* [Page extract]:
- - -
When Dory first showed up in the tank with the original batch of fish, she was what old, jazzy ladies call a "Nervous Nellie." She hid behind rocks and coral. When the baby and I put our fingers up to the glass, Dory would jump and dart away like we were armed robbers who'd just told her to leave the bank before anyone got hurt. But then, within a few days, the fish grew increasingly cocky. This said to me that she understood that she had a sense of history, and history is a function of collected scraps of memory. If a tankmate was in her way, she'd budge it with her wide, flat body. She even, for a very short period of time before the Descent Of The Ick, became the ringleader of the two other Tangs introduced to the aquarium-- Singapore and Powder Blue. Powder Blue was very pretty, but lasted less than twenty-four hours, perhaps subscribing to the philosophy of leaving behind a beautiful corpse. Singapore I watched die, and doing so made me wish I could construct a tiny, tiny respirator and slide it over the fish's gasping mouth, even though it wouldn't have helped.
After her friends had been flushed down the toilet, Dory seemed to remember that they'd once been there. I'd heard that her memory was supposed to recycle itself something like every ten seconds, but even after ten hours Dory still appeared to be agitated by her loss, like an East L.A. gang leader stripped of fellow members. Last week the Baby and I stood at the tank, watching her zip around with hostile intent, like, "Hey, where's my mothafucking posse?"
And then I looked at the Baby, and I realized that if I were to disappear from her life at this moment-- if she moved to another city, if her parents no longer needed me-- her brain would erase me over time until I swirled invisibly with the rest of the other black hole mysteries of her pre-four-year-old life. But where and when would this happen? Because while the Baby can't remember her first birthday, she surprised me a few days ago when I was telling her about my new bikini, and she added, "Because Scooter chewed your old one." Months ago I'd told her that my rabbit had bitten through the strings of my pink string bikini. I was shocked that she hadn't forgotten this idle talk from the winter. At what point would this information become fuzzy, I wondered? If from day to day, month to month, the Baby could remember what had come before, what was the increment at which these moments would lose out to a larger narrative, like back cars snapping from the main train and rolling off toward the engine graveyard? (Okay, yes, I've been listening to a lot of Thomas The Tank Engine CD's with her as of late.)
Then I got a letter from my teacher, who said regarding a chapter I'd written about my ex-boyfriend, Ryan: "He seems to be going vague on the page...Put in more colors, more smells, brand names." And now I am currently troubled by the inherently maddening process of turning memory inside out for others to see. Returning to a Cats lyric: "I remember the time I knew what happiness was." It turns out that "time" was when I didn't have any notion of past, present, or future, and on top of that, had no obligation or desire to write about the three weighty hags.
- - -
* [Entries supplied]:
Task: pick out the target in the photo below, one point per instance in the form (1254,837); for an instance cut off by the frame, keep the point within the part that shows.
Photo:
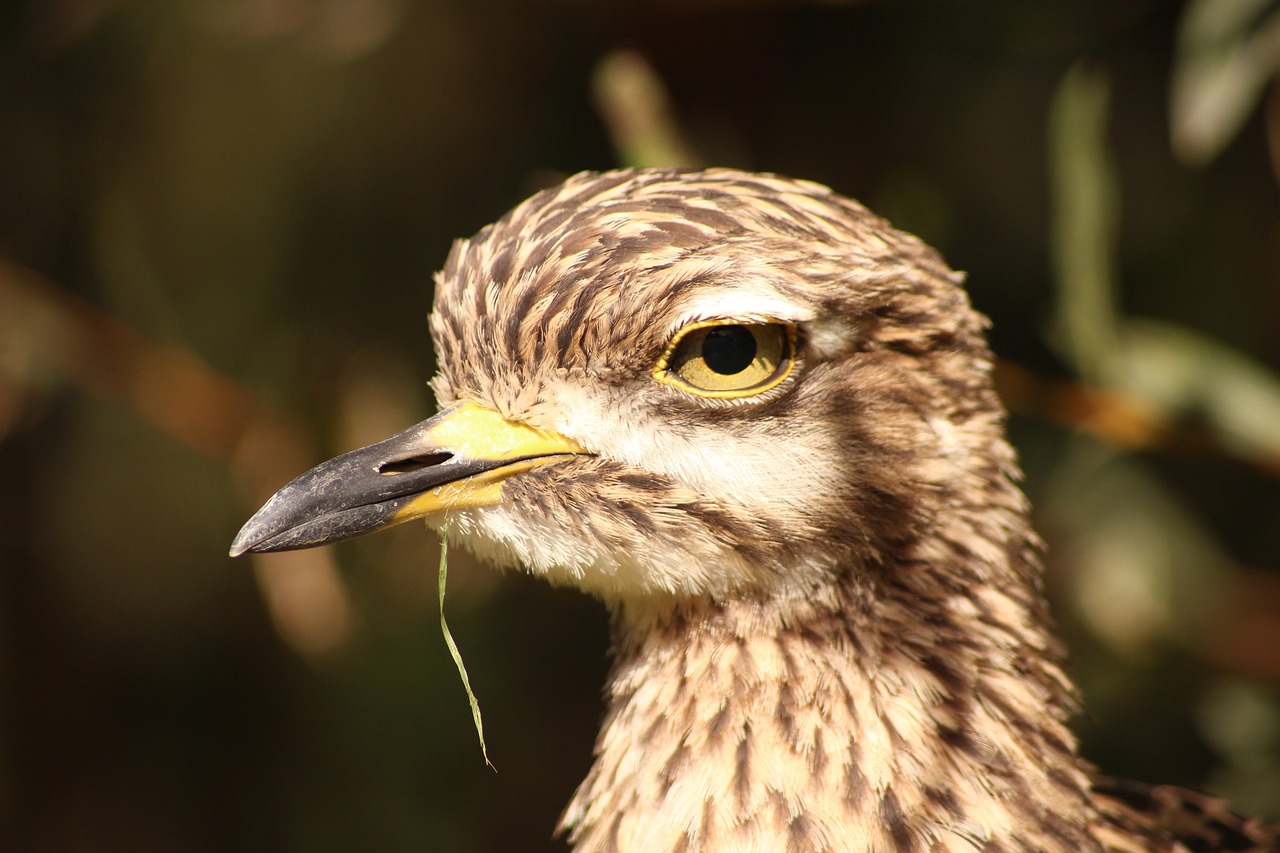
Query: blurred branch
(1226,53)
(632,100)
(46,336)
(1086,226)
- - -
* [Requirement A]:
Answer these questions about the essay on Dory the fish:
(i) Which two other Tangs were introduced to the aquarium?
(ii) What did the teacher's letter say to put in?
(iii) According to the Baby, what happened to the old bikini?
* [Requirement B]: Quote the essay on Dory the fish word for word, starting at the words "Then I got a" and stopping after "three weighty hags.".
The material isn't needed here.

* [Expected answer A]:
(i) Singapore and Powder Blue.
(ii) More colors, more smells, and brand names.
(iii) Scooter chewed it.

* [Expected answer B]:
Then I got a letter from my teacher, who said regarding a chapter I'd written about my ex-boyfriend, Ryan: "He seems to be going vague on the page...Put in more colors, more smells, brand names." And now I am currently troubled by the inherently maddening process of turning memory inside out for others to see. Returning to a Cats lyric: "I remember the time I knew what happiness was." It turns out that "time" was when I didn't have any notion of past, present, or future, and on top of that, had no obligation or desire to write about the three weighty hags.